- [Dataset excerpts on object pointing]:
....

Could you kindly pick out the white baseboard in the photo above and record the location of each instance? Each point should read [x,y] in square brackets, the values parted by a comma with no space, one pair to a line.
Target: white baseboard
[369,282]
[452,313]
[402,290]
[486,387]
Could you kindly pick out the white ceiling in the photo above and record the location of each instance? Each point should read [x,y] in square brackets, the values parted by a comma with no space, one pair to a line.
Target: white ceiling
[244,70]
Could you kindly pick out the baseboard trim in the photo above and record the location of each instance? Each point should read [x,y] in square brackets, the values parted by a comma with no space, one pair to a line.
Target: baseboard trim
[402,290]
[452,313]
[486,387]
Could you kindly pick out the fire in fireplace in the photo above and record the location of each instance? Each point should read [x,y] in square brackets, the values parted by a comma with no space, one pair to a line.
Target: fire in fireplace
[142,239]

....

Change "fireplace" to "hearth" in the items that run from the line containing "Could you kindly pick out the baseboard" through the end of the items. Give back only those lines, with nothing else altered.

- [CORRECT OUTPUT]:
Could you kindly pick out the baseboard trim in the photo above and record the location of each instance? Each point should read [x,y] in square brackets, the values parted by a comma with no space, one pair to a line.
Target: baseboard trim
[402,290]
[452,313]
[486,387]
Could you kindly pick out the fire in hearth in the photo above and record the location of each instance? Each point should read [x,y] in square brackets, the values parted by a comma with no space, one pair to a line.
Target: fire in hearth
[142,239]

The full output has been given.